= Material for this task =
##########
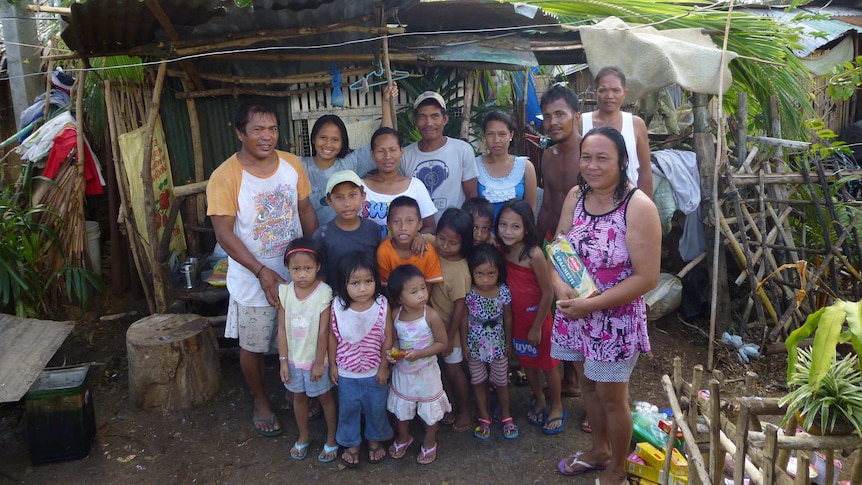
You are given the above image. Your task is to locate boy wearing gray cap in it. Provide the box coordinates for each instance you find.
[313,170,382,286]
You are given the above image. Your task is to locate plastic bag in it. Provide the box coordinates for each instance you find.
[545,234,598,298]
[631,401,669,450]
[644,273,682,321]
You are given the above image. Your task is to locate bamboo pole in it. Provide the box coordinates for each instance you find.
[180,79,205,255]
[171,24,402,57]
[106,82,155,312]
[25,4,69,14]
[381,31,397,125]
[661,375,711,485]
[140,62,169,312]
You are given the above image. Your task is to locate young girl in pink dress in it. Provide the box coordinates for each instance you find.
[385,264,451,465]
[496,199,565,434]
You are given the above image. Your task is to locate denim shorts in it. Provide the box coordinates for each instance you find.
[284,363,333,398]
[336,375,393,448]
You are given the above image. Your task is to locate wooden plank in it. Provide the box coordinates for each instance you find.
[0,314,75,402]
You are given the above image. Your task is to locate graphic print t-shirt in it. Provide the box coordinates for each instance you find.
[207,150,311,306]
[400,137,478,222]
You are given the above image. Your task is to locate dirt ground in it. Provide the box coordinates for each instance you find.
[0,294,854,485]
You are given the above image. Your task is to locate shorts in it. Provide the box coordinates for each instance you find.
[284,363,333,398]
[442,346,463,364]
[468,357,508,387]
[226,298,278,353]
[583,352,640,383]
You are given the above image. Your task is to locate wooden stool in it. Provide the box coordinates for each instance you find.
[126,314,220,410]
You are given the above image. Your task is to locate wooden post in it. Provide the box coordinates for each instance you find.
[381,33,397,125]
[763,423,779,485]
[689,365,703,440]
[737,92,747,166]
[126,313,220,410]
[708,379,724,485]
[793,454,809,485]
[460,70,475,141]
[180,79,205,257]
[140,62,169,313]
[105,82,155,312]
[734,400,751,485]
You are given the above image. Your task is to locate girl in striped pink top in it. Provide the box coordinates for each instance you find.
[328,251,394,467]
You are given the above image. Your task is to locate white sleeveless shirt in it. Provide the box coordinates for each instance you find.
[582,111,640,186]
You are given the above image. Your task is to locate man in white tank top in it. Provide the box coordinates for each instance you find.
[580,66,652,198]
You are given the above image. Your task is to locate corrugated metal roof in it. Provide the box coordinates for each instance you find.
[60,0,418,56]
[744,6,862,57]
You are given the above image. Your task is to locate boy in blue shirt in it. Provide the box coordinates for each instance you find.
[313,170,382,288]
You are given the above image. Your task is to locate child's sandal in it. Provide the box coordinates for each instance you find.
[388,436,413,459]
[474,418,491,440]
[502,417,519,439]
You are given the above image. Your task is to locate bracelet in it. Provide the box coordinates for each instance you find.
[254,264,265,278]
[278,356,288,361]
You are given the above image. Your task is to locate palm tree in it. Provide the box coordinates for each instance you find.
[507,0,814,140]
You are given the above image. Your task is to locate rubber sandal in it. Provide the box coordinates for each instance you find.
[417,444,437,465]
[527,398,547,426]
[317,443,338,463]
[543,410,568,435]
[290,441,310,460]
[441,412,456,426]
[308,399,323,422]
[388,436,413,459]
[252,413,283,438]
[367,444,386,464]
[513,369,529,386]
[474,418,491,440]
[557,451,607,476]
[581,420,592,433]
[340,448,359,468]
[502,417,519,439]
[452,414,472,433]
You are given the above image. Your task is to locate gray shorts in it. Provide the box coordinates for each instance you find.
##########
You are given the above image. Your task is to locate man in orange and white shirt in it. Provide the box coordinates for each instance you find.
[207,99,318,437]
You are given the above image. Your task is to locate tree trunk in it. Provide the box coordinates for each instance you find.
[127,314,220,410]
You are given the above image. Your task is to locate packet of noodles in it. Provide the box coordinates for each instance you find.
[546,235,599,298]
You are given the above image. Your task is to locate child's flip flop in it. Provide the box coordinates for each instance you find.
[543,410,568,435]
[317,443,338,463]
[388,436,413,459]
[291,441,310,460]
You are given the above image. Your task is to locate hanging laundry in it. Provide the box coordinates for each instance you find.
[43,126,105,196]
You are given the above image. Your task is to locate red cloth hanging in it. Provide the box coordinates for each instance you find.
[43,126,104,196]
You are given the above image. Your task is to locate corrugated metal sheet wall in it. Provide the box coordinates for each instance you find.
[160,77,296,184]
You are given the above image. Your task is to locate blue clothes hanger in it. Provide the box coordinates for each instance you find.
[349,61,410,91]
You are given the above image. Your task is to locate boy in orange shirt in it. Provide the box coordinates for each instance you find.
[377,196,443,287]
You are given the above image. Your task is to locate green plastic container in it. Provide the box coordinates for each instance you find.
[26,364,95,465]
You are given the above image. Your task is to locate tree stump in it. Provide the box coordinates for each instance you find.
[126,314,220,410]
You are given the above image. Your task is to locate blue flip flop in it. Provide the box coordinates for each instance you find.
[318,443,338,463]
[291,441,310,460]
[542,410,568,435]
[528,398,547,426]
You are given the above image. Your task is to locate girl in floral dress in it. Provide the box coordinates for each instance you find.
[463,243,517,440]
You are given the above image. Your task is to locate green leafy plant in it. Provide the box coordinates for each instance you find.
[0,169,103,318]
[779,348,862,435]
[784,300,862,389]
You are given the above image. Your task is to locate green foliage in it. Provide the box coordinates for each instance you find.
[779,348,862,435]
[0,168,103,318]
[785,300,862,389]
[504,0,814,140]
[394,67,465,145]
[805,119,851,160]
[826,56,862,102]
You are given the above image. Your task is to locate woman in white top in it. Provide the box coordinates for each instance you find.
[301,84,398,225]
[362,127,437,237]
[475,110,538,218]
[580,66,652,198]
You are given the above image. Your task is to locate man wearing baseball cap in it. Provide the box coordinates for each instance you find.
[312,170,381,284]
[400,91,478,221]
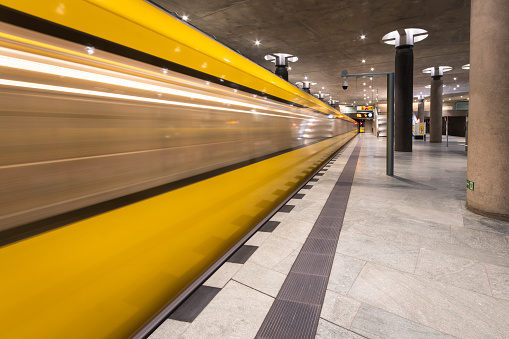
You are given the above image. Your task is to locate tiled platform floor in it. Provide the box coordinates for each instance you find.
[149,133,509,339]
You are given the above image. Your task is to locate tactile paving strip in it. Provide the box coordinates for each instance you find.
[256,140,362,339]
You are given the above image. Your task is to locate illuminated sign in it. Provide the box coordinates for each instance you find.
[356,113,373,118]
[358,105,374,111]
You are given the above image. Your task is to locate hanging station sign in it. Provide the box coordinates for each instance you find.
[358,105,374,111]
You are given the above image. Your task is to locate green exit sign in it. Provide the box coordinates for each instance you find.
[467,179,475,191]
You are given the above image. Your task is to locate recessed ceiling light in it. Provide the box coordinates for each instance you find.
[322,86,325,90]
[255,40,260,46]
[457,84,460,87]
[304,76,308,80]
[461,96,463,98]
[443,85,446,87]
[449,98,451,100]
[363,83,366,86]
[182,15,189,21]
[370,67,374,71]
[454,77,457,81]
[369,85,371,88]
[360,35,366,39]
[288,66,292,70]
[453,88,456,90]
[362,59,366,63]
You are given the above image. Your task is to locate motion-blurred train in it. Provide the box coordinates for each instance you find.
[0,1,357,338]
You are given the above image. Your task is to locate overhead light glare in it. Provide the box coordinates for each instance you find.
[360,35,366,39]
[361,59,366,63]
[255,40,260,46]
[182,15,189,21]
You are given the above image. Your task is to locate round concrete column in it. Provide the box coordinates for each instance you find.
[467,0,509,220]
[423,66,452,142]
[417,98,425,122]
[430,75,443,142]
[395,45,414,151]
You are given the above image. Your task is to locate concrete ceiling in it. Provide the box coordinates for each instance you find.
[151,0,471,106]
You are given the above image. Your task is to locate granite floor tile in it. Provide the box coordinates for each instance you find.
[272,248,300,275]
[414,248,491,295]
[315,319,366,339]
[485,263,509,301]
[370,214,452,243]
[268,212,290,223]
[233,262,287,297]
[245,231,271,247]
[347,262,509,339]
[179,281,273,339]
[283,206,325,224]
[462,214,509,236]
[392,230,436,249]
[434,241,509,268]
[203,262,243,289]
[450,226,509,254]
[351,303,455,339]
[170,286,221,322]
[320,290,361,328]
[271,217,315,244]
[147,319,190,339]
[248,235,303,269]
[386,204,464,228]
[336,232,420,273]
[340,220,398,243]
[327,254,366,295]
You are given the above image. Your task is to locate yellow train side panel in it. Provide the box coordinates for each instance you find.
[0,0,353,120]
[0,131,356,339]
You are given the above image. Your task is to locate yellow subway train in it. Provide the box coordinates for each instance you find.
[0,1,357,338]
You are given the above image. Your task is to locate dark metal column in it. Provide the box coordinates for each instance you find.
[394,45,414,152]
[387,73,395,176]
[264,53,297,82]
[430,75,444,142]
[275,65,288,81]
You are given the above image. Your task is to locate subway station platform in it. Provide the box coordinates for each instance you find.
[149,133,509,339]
##########
Here the output must be the lines above from the line with "in white tank" to the line with "to locate gray", both included, duplicated word for word and nothing else.

You are given the above image. Your task is to locate man in white tank top in it. Provide the box coordinates for each instance you find.
[580,66,652,198]
You are given the above image. Your task is to locate corrugated metal roof in it. Provide the box coordinates for each instance you find.
[60,0,418,56]
[744,6,862,57]
You are given the above image. Your task is to locate boy in blue shirt in it. Provide the box coordinates for each instance you find.
[313,170,382,288]
You are given the above image. Your task is to locate child's sandal in it. Provide the box coordinates for each instance you find.
[388,436,413,459]
[474,418,491,440]
[502,417,519,439]
You are given the above image. Your task is to locate bracelet in it. Provide the box coordinates for each instance you find.
[254,264,265,278]
[278,356,288,361]
You are given the above image. Your task is to locate palm tree in it. Provide the box coordinates for each instance you find.
[507,0,814,140]
You are given the above image. Your task is to locate rubber sandal in it. Provide the box coordinates for each instance you find.
[417,444,437,465]
[527,398,547,426]
[317,443,338,463]
[543,410,568,435]
[290,441,310,460]
[441,412,456,426]
[308,399,323,422]
[388,436,413,459]
[252,413,283,438]
[367,444,386,464]
[513,369,529,386]
[474,418,491,440]
[557,451,607,476]
[581,420,592,433]
[340,448,359,468]
[502,417,519,439]
[452,414,472,433]
You are given the above image. Your task is to locate gray shorts in it. Provide the box coordinates for each instance you find.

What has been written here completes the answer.